SOURCE EXTRACT:
Anna Shepherd (known as Nan) was born on 11 February 1893 at East Peterculter, and died in Aberdeen on 27 February 1981. Her father, John Shepherd, was a civil engineer, and her mother came from a family well established in Aberdeen. The family moved to Cults soon after she was born, and Shepherd lived in the same house there for most of the rest of her life. She went to Aberdeen High School for Girls, and studied at Aberdeen University, graduating with an MA in 1915. She then joined the staff of Aberdeen Training Centre for Teachers, (later the College of Education) and taught English literature there until her retirement in 1956 – by all accounts an inspiring teacher, with a feminist approach in her lectures which was ahead of her time. After retirement, she edited the Aberdeen University Review from 1957 until 1963; in 1964 the University awarded her an honorary doctorate.
Shepherd’s first novel, The Quarry Wood, was published in 1928, with two more following in the 1930s. All three are set in the North-East with the country communities and harsh landscape as background. Her book The Living Mountain, a work of poetic prose exploring her close relationship with the hills, was written in the 1940s, though not published until 1977. Hill-walking was Shepherd’s great love; her single collection of poetry In the Cairngorms (1934) expresses an intensity of deep kinship with nature. They are poems written with the perception of one who has climbed the mountains and truly knows them. She had published several poems in the Aberdeen University student magazine in her youth, but little followed until the publication of the book. Although she used Scots in her novels, there are only three poems in Scots presented in In the Cairngorms, but they are the ones most often anthologised. The poetry has many religious notes – references to ‘the Light’ and ‘the Presence’ in the hills; though these references could seem Christian, they are perhaps expressions of a broader spirituality – Shepherd herself likened her expeditions to the hills to a Buddhist’s pilgrimage to the mountain, the ‘journey into Being’. The final section in the book consists of love sonnets, written, according to the poet herself, for a man, but it is not known who he was, and she never married.

SET OF TASKS:
a) Summarize the Nan Shepherd biography in two sentences.
b) Please carry on the Nan Shepherd biography past its last sentence.

Photo object pointing items
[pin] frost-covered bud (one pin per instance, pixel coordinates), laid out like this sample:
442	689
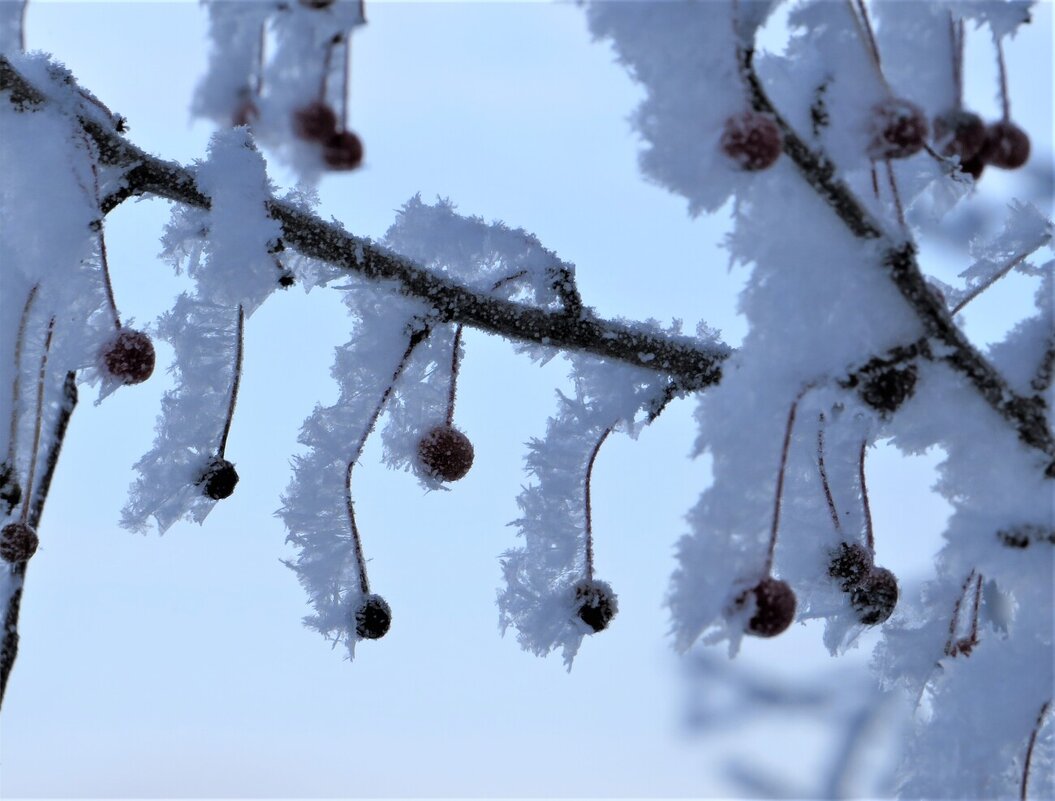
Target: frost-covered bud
445	453
218	479
959	133
886	389
317	121
1006	146
850	563
596	604
876	596
774	605
343	151
129	357
899	129
752	140
18	542
373	616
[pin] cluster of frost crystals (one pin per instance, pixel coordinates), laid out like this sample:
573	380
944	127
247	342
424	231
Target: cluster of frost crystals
539	597
190	425
315	503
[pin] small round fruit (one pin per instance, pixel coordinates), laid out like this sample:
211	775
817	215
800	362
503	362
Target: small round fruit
129	357
218	479
18	542
445	453
372	617
1006	146
774	605
876	596
596	604
343	151
752	140
317	121
899	129
850	563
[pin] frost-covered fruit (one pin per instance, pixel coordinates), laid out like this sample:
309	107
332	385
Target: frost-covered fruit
1006	146
372	617
887	388
850	563
218	479
774	604
445	453
752	140
596	605
875	596
317	121
18	542
129	357
959	132
899	129
343	151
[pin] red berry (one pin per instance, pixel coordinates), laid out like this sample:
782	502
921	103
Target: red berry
18	542
899	129
445	453
752	140
129	357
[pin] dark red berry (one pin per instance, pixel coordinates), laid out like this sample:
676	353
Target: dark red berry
959	133
876	596
774	605
343	151
372	617
899	129
850	563
218	479
317	121
129	357
18	542
445	453
1006	146
596	604
752	140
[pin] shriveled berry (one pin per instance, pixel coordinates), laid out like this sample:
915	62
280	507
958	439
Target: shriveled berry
596	604
875	597
850	563
343	151
18	542
774	605
372	617
1006	146
959	133
899	129
317	121
752	140
218	479
445	453
129	357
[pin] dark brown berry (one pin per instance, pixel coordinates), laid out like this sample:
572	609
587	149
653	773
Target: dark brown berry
850	563
899	129
1006	146
959	133
317	121
876	596
774	605
18	542
445	453
886	389
372	617
752	140
129	357
218	479
343	151
596	604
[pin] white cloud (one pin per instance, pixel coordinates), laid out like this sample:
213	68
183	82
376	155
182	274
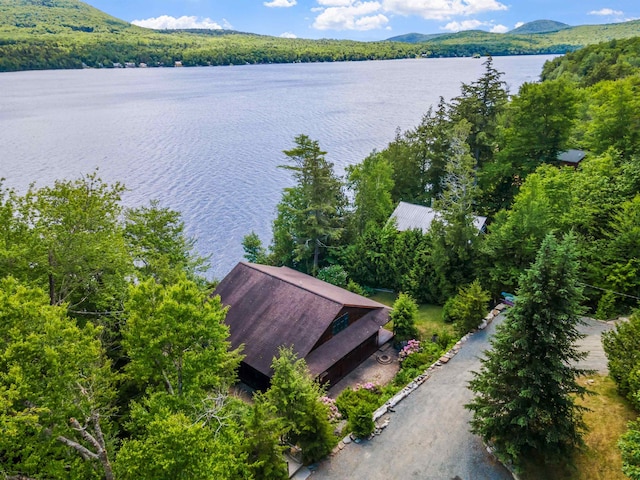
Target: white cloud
280	3
607	12
464	25
336	3
166	22
441	9
474	25
350	15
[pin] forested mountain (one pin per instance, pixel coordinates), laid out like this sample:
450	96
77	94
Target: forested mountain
540	26
45	34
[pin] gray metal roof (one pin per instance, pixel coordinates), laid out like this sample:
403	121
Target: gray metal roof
409	217
572	156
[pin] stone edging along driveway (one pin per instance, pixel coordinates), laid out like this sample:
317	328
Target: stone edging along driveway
428	438
420	379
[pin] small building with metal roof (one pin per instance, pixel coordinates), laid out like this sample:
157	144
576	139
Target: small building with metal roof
409	216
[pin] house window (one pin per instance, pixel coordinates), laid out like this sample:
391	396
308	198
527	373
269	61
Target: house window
340	324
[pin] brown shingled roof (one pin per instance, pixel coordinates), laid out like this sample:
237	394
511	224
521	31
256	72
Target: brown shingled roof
277	306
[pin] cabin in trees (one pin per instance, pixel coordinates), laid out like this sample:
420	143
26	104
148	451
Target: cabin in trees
408	216
571	158
333	329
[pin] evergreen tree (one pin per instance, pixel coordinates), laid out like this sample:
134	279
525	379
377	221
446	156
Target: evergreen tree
296	398
454	235
263	441
403	315
310	214
525	391
480	103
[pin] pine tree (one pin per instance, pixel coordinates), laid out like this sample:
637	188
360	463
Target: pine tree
310	213
526	388
296	398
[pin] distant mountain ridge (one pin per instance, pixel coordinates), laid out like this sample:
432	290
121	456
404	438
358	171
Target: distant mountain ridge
547	32
47	34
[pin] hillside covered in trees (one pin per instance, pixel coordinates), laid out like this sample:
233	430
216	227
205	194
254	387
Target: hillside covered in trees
114	357
49	34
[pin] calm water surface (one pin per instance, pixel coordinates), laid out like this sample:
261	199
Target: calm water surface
207	141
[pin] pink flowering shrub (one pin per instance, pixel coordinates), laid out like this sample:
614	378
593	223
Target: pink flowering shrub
334	413
413	346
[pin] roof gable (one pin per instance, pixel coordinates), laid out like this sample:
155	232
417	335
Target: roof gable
277	306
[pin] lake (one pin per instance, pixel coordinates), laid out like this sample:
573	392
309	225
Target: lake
207	141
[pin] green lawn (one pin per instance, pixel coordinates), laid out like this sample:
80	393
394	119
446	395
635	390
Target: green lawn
606	420
429	319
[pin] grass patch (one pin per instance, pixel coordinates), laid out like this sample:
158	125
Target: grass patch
607	421
429	319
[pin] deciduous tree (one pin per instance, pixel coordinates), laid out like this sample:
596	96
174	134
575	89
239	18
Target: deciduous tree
310	214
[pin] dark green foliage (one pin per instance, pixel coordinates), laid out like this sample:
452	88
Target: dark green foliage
310	214
254	252
418	157
603	61
349	399
296	398
403	315
525	391
372	182
361	422
480	103
333	274
264	452
156	238
622	347
454	236
55	381
630	447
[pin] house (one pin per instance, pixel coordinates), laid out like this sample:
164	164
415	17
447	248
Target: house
333	329
571	158
409	217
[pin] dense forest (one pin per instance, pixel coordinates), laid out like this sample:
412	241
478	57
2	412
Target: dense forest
50	34
114	357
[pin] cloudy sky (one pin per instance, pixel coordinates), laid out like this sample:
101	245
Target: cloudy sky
363	19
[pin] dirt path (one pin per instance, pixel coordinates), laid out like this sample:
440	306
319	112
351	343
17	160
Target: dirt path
428	436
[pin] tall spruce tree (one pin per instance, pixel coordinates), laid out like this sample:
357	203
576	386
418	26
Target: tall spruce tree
525	391
480	103
310	214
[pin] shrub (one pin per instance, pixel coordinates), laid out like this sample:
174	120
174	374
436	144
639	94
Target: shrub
423	359
404	313
361	421
368	395
357	288
467	309
334	274
334	412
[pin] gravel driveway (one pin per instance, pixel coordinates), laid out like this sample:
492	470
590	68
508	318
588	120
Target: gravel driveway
428	436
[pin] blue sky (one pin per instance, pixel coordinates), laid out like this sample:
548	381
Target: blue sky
363	19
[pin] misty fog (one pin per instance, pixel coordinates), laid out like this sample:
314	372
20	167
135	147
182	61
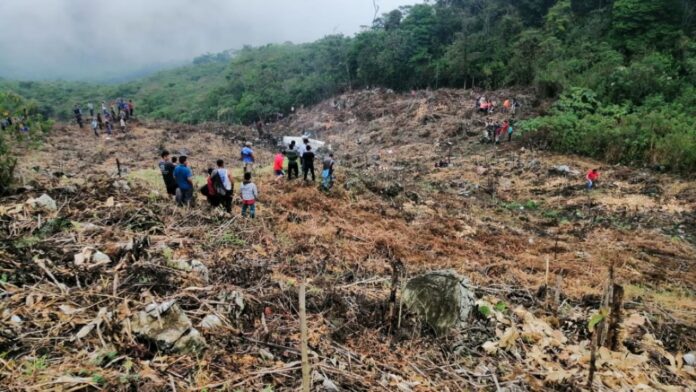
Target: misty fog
101	40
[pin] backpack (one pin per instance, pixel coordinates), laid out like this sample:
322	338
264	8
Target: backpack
217	183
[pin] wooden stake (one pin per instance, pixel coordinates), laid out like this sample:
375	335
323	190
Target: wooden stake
306	381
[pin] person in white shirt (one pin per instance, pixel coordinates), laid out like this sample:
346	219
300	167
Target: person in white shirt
223	184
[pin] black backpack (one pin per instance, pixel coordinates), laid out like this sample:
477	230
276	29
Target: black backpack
217	183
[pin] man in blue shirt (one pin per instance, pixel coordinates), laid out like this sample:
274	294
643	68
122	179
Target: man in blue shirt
184	180
248	158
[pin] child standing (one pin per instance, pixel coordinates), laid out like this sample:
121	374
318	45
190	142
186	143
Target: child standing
249	194
278	165
95	124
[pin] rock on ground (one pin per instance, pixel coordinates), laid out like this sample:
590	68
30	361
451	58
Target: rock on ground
442	299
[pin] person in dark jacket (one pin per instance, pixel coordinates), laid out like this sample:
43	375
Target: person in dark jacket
308	163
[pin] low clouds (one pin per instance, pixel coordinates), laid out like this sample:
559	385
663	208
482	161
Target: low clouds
90	39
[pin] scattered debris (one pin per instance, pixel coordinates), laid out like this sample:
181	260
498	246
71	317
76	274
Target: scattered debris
563	170
45	202
166	325
442	298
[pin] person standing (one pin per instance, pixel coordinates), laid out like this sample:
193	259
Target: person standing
107	124
167	169
95	125
184	181
208	190
301	149
222	182
591	178
278	165
327	172
308	163
247	156
292	156
249	194
78	115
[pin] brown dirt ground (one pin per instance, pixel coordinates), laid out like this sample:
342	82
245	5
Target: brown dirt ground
495	215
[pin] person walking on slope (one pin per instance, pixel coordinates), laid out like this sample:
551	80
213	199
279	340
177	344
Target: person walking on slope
95	125
107	124
247	156
184	181
308	163
592	177
301	149
327	172
208	190
278	165
293	156
249	194
167	169
222	181
78	115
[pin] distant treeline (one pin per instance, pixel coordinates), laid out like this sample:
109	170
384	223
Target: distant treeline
624	71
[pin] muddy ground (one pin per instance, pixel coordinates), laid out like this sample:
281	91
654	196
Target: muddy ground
497	215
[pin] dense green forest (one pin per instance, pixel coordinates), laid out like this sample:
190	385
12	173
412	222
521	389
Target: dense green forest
623	72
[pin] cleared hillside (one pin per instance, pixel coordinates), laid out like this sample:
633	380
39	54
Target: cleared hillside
496	215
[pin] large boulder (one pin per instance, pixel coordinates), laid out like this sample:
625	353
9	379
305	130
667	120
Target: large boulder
168	327
443	299
44	202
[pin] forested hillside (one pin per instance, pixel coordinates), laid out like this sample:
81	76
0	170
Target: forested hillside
624	71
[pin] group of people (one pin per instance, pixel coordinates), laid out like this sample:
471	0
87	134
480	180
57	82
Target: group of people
486	106
219	187
119	110
305	156
495	132
20	123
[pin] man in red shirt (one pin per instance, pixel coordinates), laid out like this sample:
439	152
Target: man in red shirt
592	177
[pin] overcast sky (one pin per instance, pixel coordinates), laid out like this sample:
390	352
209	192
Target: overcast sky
84	39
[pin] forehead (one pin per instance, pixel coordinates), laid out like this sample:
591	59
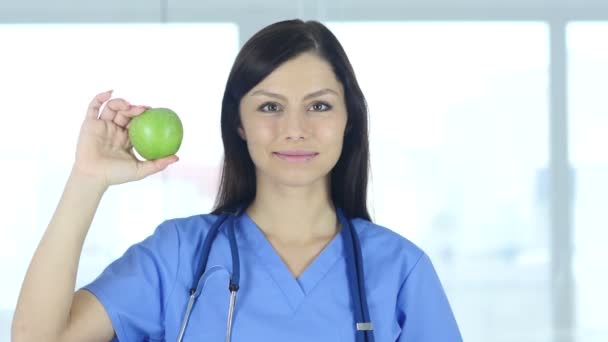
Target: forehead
304	73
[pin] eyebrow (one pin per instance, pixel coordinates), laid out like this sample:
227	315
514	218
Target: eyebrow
307	97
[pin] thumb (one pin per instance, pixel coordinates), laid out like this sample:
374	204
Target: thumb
149	167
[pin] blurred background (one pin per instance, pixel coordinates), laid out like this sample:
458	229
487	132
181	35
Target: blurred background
488	121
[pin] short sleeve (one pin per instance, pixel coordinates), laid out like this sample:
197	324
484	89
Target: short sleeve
134	288
423	310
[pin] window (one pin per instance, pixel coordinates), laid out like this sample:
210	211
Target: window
49	75
588	108
459	149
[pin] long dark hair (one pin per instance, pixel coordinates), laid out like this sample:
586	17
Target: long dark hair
262	54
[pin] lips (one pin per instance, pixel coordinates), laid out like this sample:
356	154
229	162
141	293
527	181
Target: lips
296	153
296	156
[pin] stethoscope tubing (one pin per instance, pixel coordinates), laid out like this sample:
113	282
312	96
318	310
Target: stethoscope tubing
364	327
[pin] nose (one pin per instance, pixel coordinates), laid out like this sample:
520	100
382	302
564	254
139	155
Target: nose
295	125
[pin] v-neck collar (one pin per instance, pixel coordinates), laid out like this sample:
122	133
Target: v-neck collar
295	290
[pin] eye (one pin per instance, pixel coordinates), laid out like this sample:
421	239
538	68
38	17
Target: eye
269	107
320	107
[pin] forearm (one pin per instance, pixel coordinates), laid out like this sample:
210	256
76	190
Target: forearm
46	295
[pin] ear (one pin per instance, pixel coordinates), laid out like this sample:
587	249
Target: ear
241	133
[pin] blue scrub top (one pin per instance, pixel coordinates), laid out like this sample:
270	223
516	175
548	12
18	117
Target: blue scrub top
145	292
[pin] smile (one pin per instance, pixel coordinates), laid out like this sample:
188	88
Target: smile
296	158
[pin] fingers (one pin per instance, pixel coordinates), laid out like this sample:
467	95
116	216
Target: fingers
96	103
149	167
112	107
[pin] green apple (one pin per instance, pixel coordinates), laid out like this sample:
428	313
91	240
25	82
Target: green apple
156	133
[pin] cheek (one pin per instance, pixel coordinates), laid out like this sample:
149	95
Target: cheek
259	133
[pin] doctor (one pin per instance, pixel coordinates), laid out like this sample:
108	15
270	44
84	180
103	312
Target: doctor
294	128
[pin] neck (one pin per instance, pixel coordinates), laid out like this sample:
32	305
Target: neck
294	214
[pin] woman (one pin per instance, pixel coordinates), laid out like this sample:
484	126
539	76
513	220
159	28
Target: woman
294	127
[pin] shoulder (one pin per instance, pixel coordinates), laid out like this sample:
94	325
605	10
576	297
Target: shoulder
383	246
188	227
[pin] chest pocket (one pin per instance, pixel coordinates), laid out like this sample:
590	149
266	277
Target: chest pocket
209	314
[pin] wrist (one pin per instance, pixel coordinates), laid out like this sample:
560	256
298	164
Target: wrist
82	181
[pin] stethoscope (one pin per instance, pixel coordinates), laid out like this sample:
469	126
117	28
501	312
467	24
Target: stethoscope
354	260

OUTPUTS BY TASK:
a) Nan Shepherd, born at East Peterculter in 1893, taught English literature at the Aberdeen Training Centre for Teachers until 1956 and later edited the Aberdeen University Review. She wrote three novels set in the North-East, and her love of hill-walking shaped both her poetry collection In the Cairngorms and her prose work The Living Mountain.

b)
Nan Shepherd was renowned for the enthusiasm with which she taught and helped students, colleagues, and other writers. Her generous attention was not confined to caring for her invalid mother and the family housekeeper; she devoted much energy to friendships with many writers, including the poets J.C. Milne and Charles Murray. She brought out John Milne’s Collected Poemsafter his death; organised a trust to benefit the family of Lewis Grassic Gibbon; helped set up the Charles Murray Memorial Trust and arranged the publication of his last poems. She was also a friend of Hugh MacDiarmid.
Nan Shepherd’s novels were re-published in the late 1980s. In the Cairngorms was recently reprinted by Galileo Publishing, with a foreword by Robert Macfarlane. She is represented in anthologies of Scottish women poets, and books of mountain poetry. She joined those Scottish writers already honoured in Edinburgh’s Makars’ Court when a stone dedicated to her was placed there in 2000.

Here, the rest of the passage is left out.